▽

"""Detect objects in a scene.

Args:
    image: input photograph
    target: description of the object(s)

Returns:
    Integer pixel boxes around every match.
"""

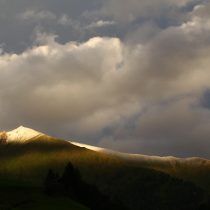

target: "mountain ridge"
[0,126,210,209]
[2,126,210,163]
[71,141,210,163]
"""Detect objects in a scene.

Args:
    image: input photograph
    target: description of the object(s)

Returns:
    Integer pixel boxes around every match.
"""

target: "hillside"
[0,126,209,209]
[0,185,89,210]
[72,141,210,192]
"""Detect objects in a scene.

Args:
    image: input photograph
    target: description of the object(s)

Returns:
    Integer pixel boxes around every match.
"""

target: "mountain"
[6,126,44,142]
[4,126,208,162]
[72,140,207,163]
[72,140,210,195]
[3,126,210,191]
[0,126,210,209]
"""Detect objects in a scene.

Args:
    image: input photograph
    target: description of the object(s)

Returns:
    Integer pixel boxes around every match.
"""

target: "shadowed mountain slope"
[0,126,209,209]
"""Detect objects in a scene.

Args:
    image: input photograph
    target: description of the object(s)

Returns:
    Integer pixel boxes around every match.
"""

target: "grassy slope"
[0,138,125,185]
[0,138,94,210]
[0,185,89,210]
[0,137,209,209]
[122,156,210,192]
[0,138,127,209]
[1,136,210,190]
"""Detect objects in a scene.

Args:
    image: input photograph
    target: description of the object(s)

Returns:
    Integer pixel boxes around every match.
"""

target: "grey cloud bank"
[0,0,210,158]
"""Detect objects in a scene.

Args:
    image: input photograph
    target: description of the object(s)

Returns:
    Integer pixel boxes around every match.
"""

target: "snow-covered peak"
[6,126,44,142]
[71,141,106,152]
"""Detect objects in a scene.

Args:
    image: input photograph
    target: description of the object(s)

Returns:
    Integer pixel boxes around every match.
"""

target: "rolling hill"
[71,140,210,193]
[0,126,210,209]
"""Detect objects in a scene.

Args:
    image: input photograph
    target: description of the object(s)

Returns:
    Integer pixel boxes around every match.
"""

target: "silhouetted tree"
[60,162,81,198]
[44,162,127,210]
[44,169,59,195]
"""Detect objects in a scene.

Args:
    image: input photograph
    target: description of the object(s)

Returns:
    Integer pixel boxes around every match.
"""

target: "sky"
[0,0,210,158]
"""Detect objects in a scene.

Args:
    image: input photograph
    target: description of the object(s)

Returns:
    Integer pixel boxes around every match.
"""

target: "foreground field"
[0,184,89,210]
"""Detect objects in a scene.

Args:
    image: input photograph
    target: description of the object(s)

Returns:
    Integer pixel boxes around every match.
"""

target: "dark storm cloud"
[0,0,107,52]
[0,0,197,52]
[0,0,210,158]
[201,90,210,110]
[98,96,210,158]
[102,0,199,22]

△

Return a verbatim transcription of the data, omitting all images.

"""Detect objects in a scene.

Args:
    image: input photograph
    target: description of the object(s)

Returns:
    Integer pixel boxes around every match.
"""


target: "mountain ridge"
[0,126,210,209]
[2,126,210,163]
[71,141,210,163]
"""Detect objects in a scene.

Args:
    image: input photograph
    target: description of the object(s)

Returns:
    Integer pixel boxes around every match.
"""

target: "hillside"
[0,126,209,209]
[0,185,89,210]
[72,141,210,192]
"""Detect objects in a scene.

Args:
    image: input photograph
    target: description of the object(s)

Returns:
    Integer pixel boxes around every match.
"""

target: "mountain"
[6,126,44,142]
[4,126,208,162]
[72,140,207,163]
[72,140,210,195]
[3,126,210,191]
[0,126,210,209]
"""Detect objects in a scene.

Args:
    image: input photograph
    target: description of the object(s)

Returns:
    Integer pixel boxes around every match.
"""

target: "shadowed mountain slope"
[0,126,209,209]
"""Detect objects in a scene.

Args:
    image: input photograph
    target: description of the object(s)

Returns:
    Integer pixel boxes around every match.
"""

target: "grassy slope"
[0,138,125,185]
[0,138,94,210]
[0,185,89,210]
[0,137,209,209]
[122,156,210,192]
[0,138,127,209]
[1,136,210,190]
"""Detect objects in a scene.

Args:
    image: input photograph
    target: description of the object(s)

Returns:
    Integer pixel boxes around every match.
"""

target: "grey cloud bank"
[0,0,210,158]
"""Detect objects in a scene.

Args:
    image: input photograph
    target: description of the object(s)

Returns:
    Integer pixel boxes around every match.
"""

target: "snow-covered peak"
[6,126,44,142]
[71,141,106,152]
"""Detect objects in a scene.

Args:
    image: input photograph
    target: description of the object(s)

Returns:
    Integer pixel boxes around every match.
"""

target: "rolling hill"
[71,140,210,193]
[0,126,210,209]
"""Detect objects in a scene.

Args:
    image: input photograph
    target: description of the object(s)

Returns:
    Integer pixel boxes around every match.
"""

target: "silhouetted tree"
[60,162,81,198]
[44,162,127,210]
[44,169,59,195]
"""Detect objects in a scene.

Args:
    image: input photograph
    target: description of the object(s)

Returns:
    Integer pixel boxes around every match.
"""

target: "sky"
[0,0,210,158]
"""Detect objects in a scene.

Args:
    image: input photograph
    target: description of the object(s)

Returns:
    Integer pixel boxes around every match.
"""

target: "foreground field"
[0,184,89,210]
"""Detect objects in a scene.

Args:
    image: input photograph
    target: description of the object(s)

Returns:
    Integer pixel boxes around every match.
"""

target: "dark storm cloud"
[0,0,107,52]
[0,0,197,52]
[0,0,210,158]
[201,90,210,110]
[98,96,210,158]
[102,0,199,22]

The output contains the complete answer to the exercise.